In the Countryside magazine text, rewrite the passage from "We got Countryside" up to and including "a question about.", swapping "articles" for "stories".

**TEXT EXCERPT**
--------------------------------------------------

Countryside Magazine and Small Stock Journal is a publication that features wide variety of subjects in the realm of self-reliance and homesteading such as gardening, animal husbandry, food preparation and preservation, resource conservation, frugality, alternative energy, traditional skills, small business strategies, and much more. The articles are not written by paid author but rather by other homesteaders.
The journal is the result of the merger in 1973 of Small Stock Magazine which was founded in 1917 by Wallace Blair and Countryside which was founded in 1969 by Jerry (Jd) Belanger. It is published 6 times a year.
We got Countryside a couple of years ago. I still have the back issues that we keep for reference. I liked it a lot. Most of the articles were contributed by readers, so there were a variety of submissions. The ones I liked the best were the DIY type ones.
Personally I don't think I will ever subscribe to a magazine again. Forums, this one in particular, are far more beneficial to me. I can easily search through to find a topic I have a question about.
I love it as well, have been reading many years. My wife is bad about stealing it and reading it before I can get my hands on it, but then she is the one that renews my subscription every year as a Christmas present.
I was delighted to see the article in my Country Side magazine just today..as I was catching up on My reading. In my efforts to find info about gardening (and such) on the internet I crossed Permies path. Since I am in the NW I was glad to see some local individuals and local subjects......Thanks to Permies I have become totally inspired....as I realized I was half way there to embracing permiculture. I too Have had an article published in Country Side and I was just thinking that I should submit something about permiculture as I think this has not been recogonized nearly enough in the Mag.....and then I see Paul Wheaton and Suzy Bean! Great Story, What A Small World. Thanks for the inspiration!
There are no experts, Just people with more experience.
Ogden Publications are all very similar. I have been a Mother Earth subscribers since 1970. I read Grit too but only because a friend subscribes and we swap after reading it. It is my opinion that they are becoming less of a publisher for homesteaders and moving in the direction of "hobby farmers." Don't get me wrong because anybody that wants to grow more plants is a good thing. We were once a well educated agrarian society and hopefully we are moving back in that direction.
"When there is no life in the soil it is just dirt."
id like to see more articles on permaculture in the magazines. the term and whole idea was foreign to me till a few months back. so im sure there are many others that have never heard of it either and that would grab on to the ideas if it was introduced to them. anything written on the idea is a great help to me.
I had countryside magazine for over 20 years and founds many good topics in them but I also found topics that just didnt relate to what I like. I suppose it is a toss up between them and some other magazines. I really think backwoods magazine is pretty good and motherearth news. It also depends on what your looking for. Everyone has their own idea what is good information. I do keep almost all of these kind of magazines for reference but now days you can get on line and get about anything for free. However, it is nice to keep and have those magazines in case something happens.
Today I was in the marketing director's office where I work and this magazine caught my eye. I have never read an article of this magazine before. Later I found out that this magazine has been around for quite some time.
I picked up the magazine with a shade of ambivalence and was curious how they were defining "Modern Homesteading" as implied in the cover page's heading. I thought I am a homesteader, I know other homesteaders, hmm, let's take a look.
The article written by Jerri L Cook is in support of GMO (Genetically Modified Organism) biotechnology and mocked those cynically who are not. The author basically called us who are not bioengineers as stupid and not able to comprehend anything of this science. Since this has passed the editor's eye I probably won't be subscribing to this modern method of homesteading.

--------------------------------------------------

**INFORMATION**
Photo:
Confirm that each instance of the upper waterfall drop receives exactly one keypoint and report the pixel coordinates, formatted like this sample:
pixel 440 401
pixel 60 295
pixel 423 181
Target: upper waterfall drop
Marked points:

--------------------------------------------------

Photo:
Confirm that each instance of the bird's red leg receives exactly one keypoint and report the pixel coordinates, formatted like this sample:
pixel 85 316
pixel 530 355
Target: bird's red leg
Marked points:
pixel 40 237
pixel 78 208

--------------------------------------------------

**TASK RESPONSE**
We got Countryside a couple of years ago. I still have the back issues that we keep for reference. I liked it a lot. Most of the stories were contributed by readers, so there were a variety of submissions. The ones I liked the best were the DIY type ones.
Personally I don't think I will ever subscribe to a magazine again. Forums, this one in particular, are far more beneficial to me. I can easily search through to find a topic I have a question about.